SOAL YANG DIKERJAKAN -
1. Kutip bagian teks tentang status halal daging hewan melata dari "Perdebatan Halal atau" sampai "dalam praktik sehari-hari.".
2. Ringkas paragraf yang diawali "Mazhab Syafi’i yang banyak dianut" dalam teks tentang status halal daging hewan melata menjadi daftar poin tanpa menghilangkan fakta utamanya.

Selain untuk konsumsi, masyarakat juga memanfaatkannya sebagai ramuan pengobatan tradisional. Mereka percaya daging dan minyak dari hewan ini mampu mengatasi penyakit kulit, meredakan asma, dan meningkatkan vitalitas pria. Karena itu, sajian ini tidak hanya menjadi simbol tradisi kuliner, tetapi juga bagian dari ritual dan kepercayaan yang diwariskan secara turun-temurun.
Perdebatan Halal atau Tidak
Para ulama dan pengkaji halal-haram terus memperdebatkan status konsumsi daging tersebut. Dalam fikih Islam, ulama menentukan status halal hewan berdasarkan jenisnya, cara penyembelihan, serta sifat alaminya.
Mazhab Syafi’i yang banyak dianut di Indonesia menggolongkan hewan melata ini sebagai makhluk yang menjijikkan dan tidak termasuk hewan halal. Mereka mengaitkannya dengan dhabb (kadal gurun) yang Nabi larang untuk dikonsumsi karena hidup di dua alam: daratan dan air.
Sebaliknya, ulama dari mazhab Maliki dan Hanbali membolehkan konsumsinya jika tidak beracun dan disembelih sesuai syariat. Masyarakat yang terbiasa menyantapnya biasanya mengikuti pandangan ini dalam praktik sehari-hari.

DATA SUMBER -
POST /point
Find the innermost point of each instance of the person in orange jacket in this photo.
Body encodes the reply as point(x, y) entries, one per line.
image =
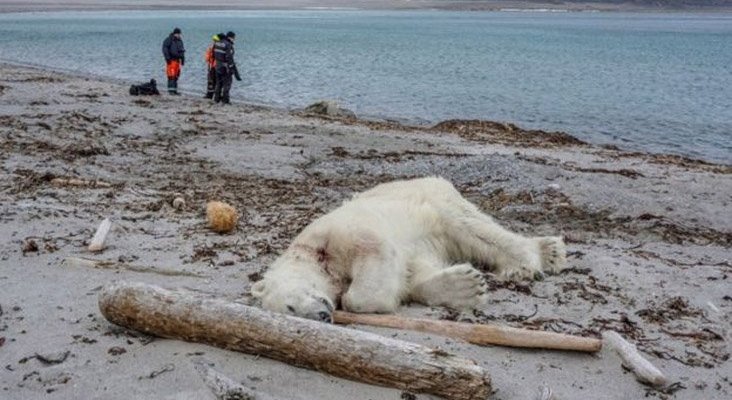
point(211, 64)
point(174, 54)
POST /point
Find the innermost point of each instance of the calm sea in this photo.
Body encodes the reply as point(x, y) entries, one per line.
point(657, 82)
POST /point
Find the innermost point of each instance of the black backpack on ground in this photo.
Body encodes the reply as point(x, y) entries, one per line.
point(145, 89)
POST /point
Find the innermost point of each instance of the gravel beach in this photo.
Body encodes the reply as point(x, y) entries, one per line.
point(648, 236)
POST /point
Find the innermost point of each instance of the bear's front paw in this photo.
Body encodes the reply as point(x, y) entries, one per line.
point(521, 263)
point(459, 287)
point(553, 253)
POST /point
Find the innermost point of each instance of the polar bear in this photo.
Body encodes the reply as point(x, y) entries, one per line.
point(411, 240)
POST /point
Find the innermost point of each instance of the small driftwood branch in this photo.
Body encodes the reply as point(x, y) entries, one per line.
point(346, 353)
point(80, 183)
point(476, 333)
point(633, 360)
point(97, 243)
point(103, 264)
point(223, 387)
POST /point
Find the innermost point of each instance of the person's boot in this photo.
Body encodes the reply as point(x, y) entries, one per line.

JAWABAN -
1.
Perdebatan Halal atau Tidak
Para ulama dan pengkaji halal-haram terus memperdebatkan status konsumsi daging tersebut. Dalam fikih Islam, ulama menentukan status halal hewan berdasarkan jenisnya, cara penyembelihan, serta sifat alaminya.
Mazhab Syafi’i yang banyak dianut di Indonesia menggolongkan hewan melata ini sebagai makhluk yang menjijikkan dan tidak termasuk hewan halal. Mereka mengaitkannya dengan dhabb (kadal gurun) yang Nabi larang untuk dikonsumsi karena hidup di dua alam: daratan dan air.
Sebaliknya, ulama dari mazhab Maliki dan Hanbali membolehkan konsumsinya jika tidak beracun dan disembelih sesuai syariat. Masyarakat yang terbiasa menyantapnya biasanya mengikuti pandangan ini dalam praktik sehari-hari.

2.
- Mazhab Syafi’i banyak dianut di Indonesia.
- Mazhab ini menggolongkan hewan melata tersebut sebagai makhluk yang menjijikkan dan tidak halal.
- Hewan ini dikaitkan dengan dhabb (kadal gurun), yang dilarang Nabi untuk dikonsumsi.
- Alasan larangannya adalah dhabb hidup di dua alam, yaitu daratan dan air.